TASK DESCRIPTION: Copy the following rows verbatim, each on its own line and in the same order.

━━━━━━━━━━

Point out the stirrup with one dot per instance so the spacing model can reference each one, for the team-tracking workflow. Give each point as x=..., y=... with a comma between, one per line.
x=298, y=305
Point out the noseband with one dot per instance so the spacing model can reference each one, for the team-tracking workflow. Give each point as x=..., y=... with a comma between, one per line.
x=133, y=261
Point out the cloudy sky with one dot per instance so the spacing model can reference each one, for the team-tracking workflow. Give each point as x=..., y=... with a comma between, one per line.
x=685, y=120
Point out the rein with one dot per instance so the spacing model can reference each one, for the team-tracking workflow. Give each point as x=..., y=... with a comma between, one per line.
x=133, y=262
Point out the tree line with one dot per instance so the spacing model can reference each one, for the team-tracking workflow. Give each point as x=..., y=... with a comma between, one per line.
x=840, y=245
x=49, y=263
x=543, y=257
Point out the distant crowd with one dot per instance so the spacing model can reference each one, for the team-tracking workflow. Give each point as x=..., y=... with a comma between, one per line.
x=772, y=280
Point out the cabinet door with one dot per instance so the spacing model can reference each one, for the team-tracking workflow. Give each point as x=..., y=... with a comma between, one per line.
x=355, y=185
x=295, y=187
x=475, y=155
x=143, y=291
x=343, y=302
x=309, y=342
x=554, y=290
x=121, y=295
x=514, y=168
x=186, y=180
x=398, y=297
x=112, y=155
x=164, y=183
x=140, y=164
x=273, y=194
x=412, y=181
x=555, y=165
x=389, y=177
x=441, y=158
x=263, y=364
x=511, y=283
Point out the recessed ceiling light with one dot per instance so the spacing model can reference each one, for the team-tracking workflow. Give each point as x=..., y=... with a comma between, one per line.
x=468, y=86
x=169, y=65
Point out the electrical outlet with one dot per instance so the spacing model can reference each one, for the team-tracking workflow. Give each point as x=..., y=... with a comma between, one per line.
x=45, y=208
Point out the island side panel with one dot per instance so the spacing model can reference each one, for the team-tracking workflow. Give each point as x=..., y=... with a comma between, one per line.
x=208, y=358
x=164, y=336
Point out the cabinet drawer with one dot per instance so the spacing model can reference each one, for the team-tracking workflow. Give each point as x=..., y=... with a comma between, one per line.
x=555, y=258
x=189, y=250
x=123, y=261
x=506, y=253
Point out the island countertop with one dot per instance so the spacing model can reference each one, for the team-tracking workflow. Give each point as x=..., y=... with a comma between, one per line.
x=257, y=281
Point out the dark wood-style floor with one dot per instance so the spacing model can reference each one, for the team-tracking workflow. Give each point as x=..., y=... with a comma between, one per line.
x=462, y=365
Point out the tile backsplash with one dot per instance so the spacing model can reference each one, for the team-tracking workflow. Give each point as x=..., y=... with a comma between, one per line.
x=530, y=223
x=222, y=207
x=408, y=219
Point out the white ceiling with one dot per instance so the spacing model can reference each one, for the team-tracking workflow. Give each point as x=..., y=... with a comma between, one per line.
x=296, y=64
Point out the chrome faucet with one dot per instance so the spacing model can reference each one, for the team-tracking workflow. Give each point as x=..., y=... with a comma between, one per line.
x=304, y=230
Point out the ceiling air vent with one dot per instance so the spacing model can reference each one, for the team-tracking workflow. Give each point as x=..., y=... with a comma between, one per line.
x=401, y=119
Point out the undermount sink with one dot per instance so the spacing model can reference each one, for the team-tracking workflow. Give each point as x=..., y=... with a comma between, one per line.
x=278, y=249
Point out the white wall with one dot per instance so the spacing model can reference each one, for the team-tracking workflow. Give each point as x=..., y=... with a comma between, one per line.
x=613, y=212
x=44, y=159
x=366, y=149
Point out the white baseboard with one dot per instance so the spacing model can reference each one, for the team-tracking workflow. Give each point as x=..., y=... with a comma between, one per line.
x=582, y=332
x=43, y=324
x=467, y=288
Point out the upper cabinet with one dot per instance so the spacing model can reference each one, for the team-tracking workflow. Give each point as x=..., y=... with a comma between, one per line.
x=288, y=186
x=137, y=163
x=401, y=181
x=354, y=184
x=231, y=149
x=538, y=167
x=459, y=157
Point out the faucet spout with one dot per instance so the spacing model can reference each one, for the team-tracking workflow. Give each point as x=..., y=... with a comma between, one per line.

━━━━━━━━━━

EXERCISE OUTPUT:
Point out the stirrup with one dot per instance so the spacing model can reference each one, for the team-tracking workflow. Give each point as x=..., y=... with a comma between, one per line.
x=298, y=305
Point out the noseband with one dot per instance so the spacing model can reference each one, for the team-tracking workflow. Give each point as x=..., y=... with a comma between, one per line.
x=133, y=261
Point out the cloudy sky with one dot per instance so the spacing model can reference each one, for the team-tracking workflow. Give each point as x=..., y=... with a comma between, one per line.
x=685, y=120
Point out the rein with one dot per instance so the spacing model can reference each one, for the team-tracking workflow. Give each point as x=..., y=... with a comma between, one per line.
x=133, y=262
Point out the tree line with one dot per instance so the spacing model can reference each one, for the team-tracking workflow. Give each point as x=..., y=... with a comma between, one per line.
x=840, y=245
x=49, y=263
x=543, y=257
Point out the distant crowd with one dot per instance so the spacing model can reference each one, for the team-tracking workflow. Give each point as x=..., y=... with a comma between, one per line.
x=772, y=280
Point out the cabinet door with one dot per instance so the spacing model can reference each one, for the team-tracking workflow. Give each point as x=..., y=... with a comma between, one per line.
x=355, y=185
x=295, y=187
x=475, y=155
x=143, y=291
x=343, y=302
x=309, y=342
x=554, y=290
x=121, y=295
x=514, y=168
x=186, y=180
x=398, y=297
x=112, y=155
x=164, y=183
x=140, y=164
x=273, y=194
x=412, y=181
x=555, y=165
x=389, y=177
x=441, y=158
x=263, y=364
x=511, y=283
Point out the recessed ceiling light with one dot per instance so the spacing model can reference each one, for the team-tracking workflow. Give each point as x=..., y=... with a comma between, one per line.
x=468, y=86
x=169, y=65
Point out the electrical outlet with one dot per instance so the spacing model can reference each one, for the team-tracking workflow. Give each point as x=..., y=... with a comma between, one per line.
x=45, y=208
Point out the island side panel with one dot per instance so the spacing model can reference each one, for the team-tracking workflow. Give each point as x=..., y=... with a comma between, one per line.
x=208, y=358
x=164, y=336
Point out the cabinet drawer with one dot per instance so the spacing model can reference each one, for the team-tracking workflow. Give each point as x=..., y=... with a comma between, one per line.
x=555, y=258
x=189, y=250
x=123, y=261
x=506, y=253
Point out the island countertop with one dot per instance so the spacing model can reference each one, for the team-tracking workflow. Give each point as x=..., y=... with a comma between, one per line.
x=257, y=281
Point out the dark wood-style floor with one dot per instance so the spacing model can reference each one, for the team-tracking workflow. Give each point as x=..., y=... with a comma between, one per line.
x=462, y=365
Point out the tile backsplash with one dot per instance so the spacing model can reference each one, for the team-tracking workflow. Give each point as x=..., y=... with a comma between, one per line.
x=530, y=223
x=222, y=207
x=408, y=219
Point out the white ceiling with one dot per instance so the spacing model can reference each one, for the team-tracking workflow. Give each point as x=..., y=... with a comma between, one per line.
x=296, y=64
Point out the chrome faucet with one dot per instance so the spacing model can reference each one, for the team-tracking workflow. Give each point as x=..., y=... with a comma between, one per line.
x=304, y=230
Point out the ceiling air vent with one dot per instance so the spacing model can reference each one, for the team-tracking workflow. Give each point as x=..., y=... with a comma between, one per line.
x=401, y=119
Point out the undermount sink with one dot per instance so the spacing model can reference each one, for the team-tracking workflow. Give each point as x=..., y=... with a comma between, one per line.
x=278, y=249
Point out the white wall with one dot per instance so the spacing model can reference each one, for the team-tracking workflow. Give each point as x=..., y=... with a comma between, one per line.
x=613, y=212
x=44, y=159
x=366, y=149
Point out the white baseboard with one dot per instance so the spacing model can reference each one, for the team-tracking workflow. Give each point as x=..., y=... with a comma between, one per line.
x=582, y=332
x=43, y=324
x=467, y=288
Point out the upper cabinet with one dot per instance so the spacing model can reference each one, for the team-tracking workflow. Give each point as x=..., y=... with a comma between, one per line.
x=288, y=186
x=137, y=163
x=401, y=181
x=354, y=184
x=231, y=149
x=538, y=167
x=459, y=157
Point out the faucet spout with one dot per instance so the spacing model can reference each one, for the team-tracking workflow. Give each point as x=..., y=... with a comma between, one per line.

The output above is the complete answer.